Emitter degeneration is not the only way to reduce transconductance so there are low noise high slew rate bipolar amplifiers.  Transconductance reduction is also used for other purposes.  324 style amplifiers use it to reduce the size of the compensation capacitor from about 30 picofarads to 5 picofarads, which saves considerable die space making them less expensive to produce.  Later 741 style operational amplifiers did the same thing to reduce cost which also allowed dual parts to be made.

National application note A has an excellent analysis of the issues.

[Crossphased]

Thanks for that David, interesting. So does higher slew rate generally imply higher bias current then as well?

That is a really good article

[Crossphased]

Here's another sort of unrelated question-

Started work on the Voltage attenuation and sampling section. Working on the OVP. A thought came to mind regarding using protection diodes: sometimes it is assumed the rail is a good reference point to sink overvoltage. But that depends on the sinking capability for the LDO on that rail. So... when using protection diodes, do you typically place series resistance ahead of the diodes, to limit current the LDO must handle in case of overvoltage event?

[Kleinstein]

The slew rate does not directly correlate with the bias current. It is more like a little more supply current needed. The bias current tends to go up with lower noise devices, though FET inputs can get low noise also with a low bias.
With BJT based OPs, lower noise often comes with more bias, though there can be some compensation on the current (but not on the current noise that comes with the bias).

For the protection it usually needs some way to limit the input current and only than clamp the voltage seen by the amplifier to a safe values.
The current limit can bea simple resistor (or a chain for higher peak voltage), but also a PTC and a combination of FETs (e.g. 2 depletion MOSFETs back to back with a resistor in between). A combination is also possible and maybe needed. For the longer time a relay may reduce the current even more.
The supply can sink some current - usually up to the minimal supply current needed for the circuit. LDO usually can not sink much current. It is more like some need a minimal current to be stable.  The limit at the supply may be a bit high anyway, and one may want a slightly lower limit / auxiliary voltage with something like zeners. The clamping to the supply is more like a secondary path in case the power is off.

[David Hess]

Thanks for that David, interesting. So does higher slew rate generally imply higher bias current then as well?

In practice it does not because before the input stage current is raised to increase the slew rate, the compensation capacitance will be decreased instead producing the same result.  Eventually however the compensation capacitance cannot be decreased further and the input stage current will have to be increased resulting in greater input bias current.

Note that it may not be possible to decrease the input stage current for the reasons given in that National Semiconductor application note.  Doing so will move the input stage poles to lower frequencies compromising performance.  The input stage tail current and compensation capacitance are not the only things which ultimately limit AC performance.

[Crossphased]

Put together some preliminary part of the AFE for the Voltage sense. Small choke/resistor/cap to help attenuate transients. For current limit protection , using the depletion fets. These ones, CPC3982TTR, seem to be the best ones available. Tolerates up to 800 V, and also only 380 Rds on. On the other hand the LND150 only tolerates up to 500V, and has 1k Rds_on. Most of the other depletion fets only go up to 600V.

● **Supplied records**:

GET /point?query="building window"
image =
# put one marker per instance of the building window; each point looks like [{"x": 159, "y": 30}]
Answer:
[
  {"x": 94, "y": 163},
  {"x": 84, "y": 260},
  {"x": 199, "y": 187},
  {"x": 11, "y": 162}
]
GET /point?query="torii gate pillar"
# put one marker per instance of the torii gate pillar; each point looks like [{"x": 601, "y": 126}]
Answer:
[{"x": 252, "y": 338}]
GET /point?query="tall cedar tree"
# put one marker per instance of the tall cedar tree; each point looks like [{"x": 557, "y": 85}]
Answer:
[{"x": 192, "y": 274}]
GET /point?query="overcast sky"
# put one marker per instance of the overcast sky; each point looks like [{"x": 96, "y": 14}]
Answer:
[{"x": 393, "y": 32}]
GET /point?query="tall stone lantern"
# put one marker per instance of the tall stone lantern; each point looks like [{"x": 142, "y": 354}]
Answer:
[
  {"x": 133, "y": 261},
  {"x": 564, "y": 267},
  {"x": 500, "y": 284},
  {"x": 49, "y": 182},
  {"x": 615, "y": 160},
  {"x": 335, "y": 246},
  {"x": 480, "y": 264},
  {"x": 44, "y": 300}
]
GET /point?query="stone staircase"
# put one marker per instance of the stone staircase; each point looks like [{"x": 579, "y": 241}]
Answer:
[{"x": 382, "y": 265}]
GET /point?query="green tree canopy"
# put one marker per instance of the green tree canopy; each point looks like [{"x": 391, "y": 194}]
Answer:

● **Tasks for this exercise**:
1. List every username that appears in square brackets in the forum thread, in the order each first appears.
2. Extend the forum thread on amplifier slew rate and input protection, picking up right after its last sentence.

● **Task results**:
1. Crossphased, Kleinstein, David Hess

2.
+5V to +50V expected at the input. With 1k series R in between the depletion fets, this should limit current to 1 or 2 mA. Then, divide by 20 (compensated @ 1 Mc), followed by diff Amp PGA. LTC6373 has very low bias current, 2pA typical, 25 pA max over temperature. With 300k series resistance on input this yields error of .6uV typical, 7.5uV max.  The PGA has gains of .25, .5, 1,2,4,8, so can do further attenuation or some gains too. With 300k resistance + depletion fets I think the PGA is well protected, and internal protection diodes should be able to handle a few mA in overvoltage event.

Next step is anti alias filter before the ADC. What target freq for the filter do you shoot for? Certainly you want something above the target BW, so you're not attenuating the signal. What harmonic do you shoot for in the pass band for the filter? Pass the second or third harmonic? For The ADC, it samples up to 2 Msps, so Nyquist freq is 1 Mhz. It would be nice to get 1 Mhz bandwidth out of this, but 500 khz would be ok

[Kleinstein]

The capacitance for compensation is rather small. Compared to the parasitics 0.5 pF is rather small.  Is a trim of the gain actually needed ? Just for trimming the compensation it is usually easier to trim the capacitance at the low side.  The amplifier usually also has some input capacitance, and this may be nonlinear.

The Nyquist limit is the theoretical absolute maximum - so a practical AA fitler has to be quite a bit lower. Getting 1 MHz BW is essentially impossible 500 kHz would already be hard. The AA fitler sets the BW and usually one starts with the required BW for the task and than decides on the sampling rate and ADC. The required BW and accuracy depends on the application. It is more than a certain harmonic to include. There is also more than a hard limit all good below the BW limit and all bad above. The transition is gradually, often with phase errors coming up well below the amplitude changes.

A point that effects the filter calculation is the amplitude of out of band signals. It makes a difference if the out of band signal is small anyway (e.g. a sensor with limited BW) or if there is possibly large interference (E.g. radio signal). One may have to accept that a large out of band signal will still get trough at a level higher than the noise limit.

[Crossphased]

The Nyquist limit is the theoretical absolute maximum - so a practical AA fitler has to be quite a bit lower. Getting 1 MHz BW is essentially impossible 500 kHz would already be hard. The AA fitler sets the BW and usually one starts with the required BW for the task and than decides on the sampling rate and ADC. The required BW and accuracy depends on the application. It is more than a certain harmonic to include. There is also more than a hard limit all good below the BW limit and all bad above. The transition is gradually, often with phase errors coming up well below the amplitude changes.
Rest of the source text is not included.